*** Begin section ***
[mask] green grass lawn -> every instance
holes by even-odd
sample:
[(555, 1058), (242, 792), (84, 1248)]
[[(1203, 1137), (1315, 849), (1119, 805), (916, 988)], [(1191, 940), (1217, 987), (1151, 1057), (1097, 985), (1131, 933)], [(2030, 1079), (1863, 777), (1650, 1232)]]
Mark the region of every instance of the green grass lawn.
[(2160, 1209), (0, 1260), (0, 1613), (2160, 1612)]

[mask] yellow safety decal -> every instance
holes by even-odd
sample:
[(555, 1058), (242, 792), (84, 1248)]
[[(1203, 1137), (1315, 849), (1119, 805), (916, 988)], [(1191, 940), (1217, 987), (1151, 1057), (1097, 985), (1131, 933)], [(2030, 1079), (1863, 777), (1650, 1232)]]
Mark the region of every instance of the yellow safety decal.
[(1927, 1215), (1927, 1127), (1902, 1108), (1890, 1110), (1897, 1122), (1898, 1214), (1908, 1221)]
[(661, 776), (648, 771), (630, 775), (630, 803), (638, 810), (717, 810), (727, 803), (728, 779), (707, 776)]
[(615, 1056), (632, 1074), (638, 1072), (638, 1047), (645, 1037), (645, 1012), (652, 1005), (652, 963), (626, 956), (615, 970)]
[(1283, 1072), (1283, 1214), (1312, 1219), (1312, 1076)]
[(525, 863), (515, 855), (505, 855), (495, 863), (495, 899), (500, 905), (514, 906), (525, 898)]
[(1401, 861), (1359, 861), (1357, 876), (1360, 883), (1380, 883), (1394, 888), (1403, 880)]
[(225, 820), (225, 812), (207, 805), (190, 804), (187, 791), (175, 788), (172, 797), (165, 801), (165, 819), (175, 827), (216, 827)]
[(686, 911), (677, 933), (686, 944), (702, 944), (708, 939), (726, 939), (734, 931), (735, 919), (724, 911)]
*** End section ***
:: Problem details ::
The answer must consist of each line from the entries that contains the string "mask".

:: Answer section ::
[mask] green grass lawn -> every instance
[mask] yellow safety decal -> every instance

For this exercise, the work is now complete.